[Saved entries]
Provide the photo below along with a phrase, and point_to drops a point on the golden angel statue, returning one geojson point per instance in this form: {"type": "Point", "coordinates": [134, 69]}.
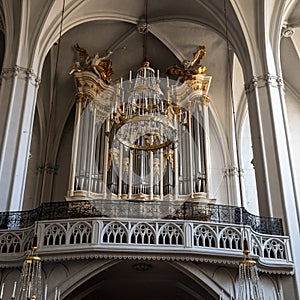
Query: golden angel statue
{"type": "Point", "coordinates": [100, 65]}
{"type": "Point", "coordinates": [189, 68]}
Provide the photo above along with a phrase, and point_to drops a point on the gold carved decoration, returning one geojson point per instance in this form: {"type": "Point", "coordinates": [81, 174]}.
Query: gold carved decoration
{"type": "Point", "coordinates": [189, 68]}
{"type": "Point", "coordinates": [99, 65]}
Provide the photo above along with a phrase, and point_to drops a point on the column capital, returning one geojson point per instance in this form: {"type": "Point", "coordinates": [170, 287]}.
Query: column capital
{"type": "Point", "coordinates": [22, 73]}
{"type": "Point", "coordinates": [264, 80]}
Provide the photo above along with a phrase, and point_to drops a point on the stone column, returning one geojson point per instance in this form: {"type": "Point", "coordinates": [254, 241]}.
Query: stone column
{"type": "Point", "coordinates": [272, 160]}
{"type": "Point", "coordinates": [18, 94]}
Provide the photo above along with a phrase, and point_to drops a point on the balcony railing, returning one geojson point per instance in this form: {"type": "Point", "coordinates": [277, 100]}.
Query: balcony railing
{"type": "Point", "coordinates": [141, 210]}
{"type": "Point", "coordinates": [152, 239]}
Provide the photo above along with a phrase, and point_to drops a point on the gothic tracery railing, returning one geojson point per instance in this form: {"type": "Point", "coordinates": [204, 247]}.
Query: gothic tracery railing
{"type": "Point", "coordinates": [141, 210]}
{"type": "Point", "coordinates": [179, 237]}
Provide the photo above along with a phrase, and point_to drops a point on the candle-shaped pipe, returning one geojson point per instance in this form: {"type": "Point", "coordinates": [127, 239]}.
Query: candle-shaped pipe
{"type": "Point", "coordinates": [2, 291]}
{"type": "Point", "coordinates": [14, 290]}
{"type": "Point", "coordinates": [45, 293]}
{"type": "Point", "coordinates": [29, 291]}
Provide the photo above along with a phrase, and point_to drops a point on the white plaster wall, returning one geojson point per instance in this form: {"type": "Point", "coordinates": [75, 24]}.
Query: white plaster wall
{"type": "Point", "coordinates": [293, 112]}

- **Work to complete**: If a line in the records above holds the string "along", copy it out.

- **Exercise output**:
Provide the photo below along with a phrase, and point_to drops a point on the golden angel statue, returning one geojson point per instance in this form: {"type": "Point", "coordinates": [134, 69]}.
Provide the photo above along with a phrase, and point_to drops a point on the gold carved decoration, returning one geojson point per instance in this form: {"type": "Point", "coordinates": [81, 174]}.
Provide the photo above along with a phrase, and point_to drops a point on the column capital, returning one geojson point per instance in this form: {"type": "Point", "coordinates": [170, 287]}.
Provide the photo above along with a phrase, and point_to drops a point on the stone column, returning one geojson point per instance in this form: {"type": "Point", "coordinates": [254, 241]}.
Provide the photo above along with a phrase, and point_to drops a point on the balcony railing, returning one geojson point per instance in this form: {"type": "Point", "coordinates": [277, 100]}.
Provide the photo above along with a phrase, and point_to drops a point on the gothic tracery railing, returning one geojson point per instance in this form: {"type": "Point", "coordinates": [204, 247]}.
Provide the photo above along with a phrase, and point_to drops a point on the candle-shaped pipe, returning one geojson point per instance in this form: {"type": "Point", "coordinates": [127, 239]}.
Provide the photo above along with a phrase, and point_to drops a point on the white plaster wall, returning one geojson point per instance in this form: {"type": "Point", "coordinates": [75, 24]}.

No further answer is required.